_Passage_

——

Table 4 show that there is a significant relationship between scenic beauty evaluation and multiple characteristics of landscape elements. Among the characteristics of natural elements, the greening rate (p < 0.01), living type composition (p < 0.05), plant color richness (p < 0.01), and plant growth status (p < 0.01) are significantly and positively correlated with scenic beauty evaluation. In terms of the characteristics of artificial elements, the number of favorable landscapes (p < 0.05) was also significantly positively correlated with the scenic beauty estimation, while the manmade materials rate (p < 0.01) was significantly negatively correlated with the scenic beauty estimation.
Construction and analysis of multiple linear regression model
The objective of this study was to explore the influence of the characteristics of landscape elements on eye-tracking and scenic beauty estimation. The characteristics of landscape elements were used as independent variables (The variance inflation factor (VIF) values for all independent variables are less than 10), multiple linear stepwise regression analysis was performed with eye-tracking indicators and scenic beauty estimation as dependent variables (Table 5).
Specifically, deciduous plants (t = 7.406, p < 0.01) and colored-leaf plants (t = 2.140, p < 0.05) were found to significantly prolong AFD, with a model explanatory power of 78.0%. The greening rate (t = 4.109, p < 0.01) was also found to significantly increase FF, with a model explanatory power of 38.8%. Furthermore, pavement materials (t = 3.338, p < 0.01) and colored-leaf plants (t = 2.545, p < 0.05) were found to significantly increase SF, with a model explanatory power of 44.6%. Conversely, the number of negative landscapes (t=-4.043, p < 0.01), openness of view (t=-4.007, p < 0.01), and the life form composition (t=-2.219, p < 0.05) exhibited a significant decreasing effect on ASA, with a model explanatory power of 50.8%. The scenic beauty estimation was predominantly influenced by greening rate (t = 9.879, p < 0.01), openness of view (t = 4.029, p < 0.01), and plant growth status (t = 2.183, p < 0.05), with a model explanatory power of 85.6%.

——

_Material shown_
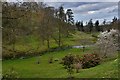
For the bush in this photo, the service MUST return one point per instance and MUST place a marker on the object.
(90, 60)
(10, 74)
(50, 60)
(68, 63)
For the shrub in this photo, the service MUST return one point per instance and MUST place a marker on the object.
(90, 60)
(50, 60)
(68, 63)
(10, 74)
(107, 43)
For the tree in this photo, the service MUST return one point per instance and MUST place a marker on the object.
(81, 25)
(70, 16)
(78, 25)
(90, 25)
(97, 25)
(61, 16)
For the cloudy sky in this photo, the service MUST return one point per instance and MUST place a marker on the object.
(90, 10)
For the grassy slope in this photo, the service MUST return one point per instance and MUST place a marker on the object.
(31, 42)
(29, 68)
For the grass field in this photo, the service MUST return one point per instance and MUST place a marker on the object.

——

_Short task 1_
Translate into Spanish the following sentence from the landscape passage: "The greening rate (t = 4.109, p < 0.01) was also found to significantly increase FF, with a model explanatory power of 38.8%."
_Short task 2_
Reproduce the landscape passage between "Construction and analysis" and "variables (Table 5).", inclusive, switching "independent variables" to "explanatory variables".
_Short task 3_
According to the landscape passage, what was the explanatory power of the model for scenic beauty estimation?
The entries were drawn from a separate source.

_Written response 1_
También se encontró que la tasa de áreas verdes (t = 4.109, p < 0.01) aumentaba significativamente el FF, con un poder explicativo del modelo del 38.8%.

_Written response 2_
Construction and analysis of multiple linear regression model
The objective of this study was to explore the influence of the characteristics of landscape elements on eye-tracking and scenic beauty estimation. The characteristics of landscape elements were used as explanatory variables (The variance inflation factor (VIF) values for all explanatory variables are less than 10), multiple linear stepwise regression analysis was performed with eye-tracking indicators and scenic beauty estimation as dependent variables (Table 5).

_Written response 3_
85.6%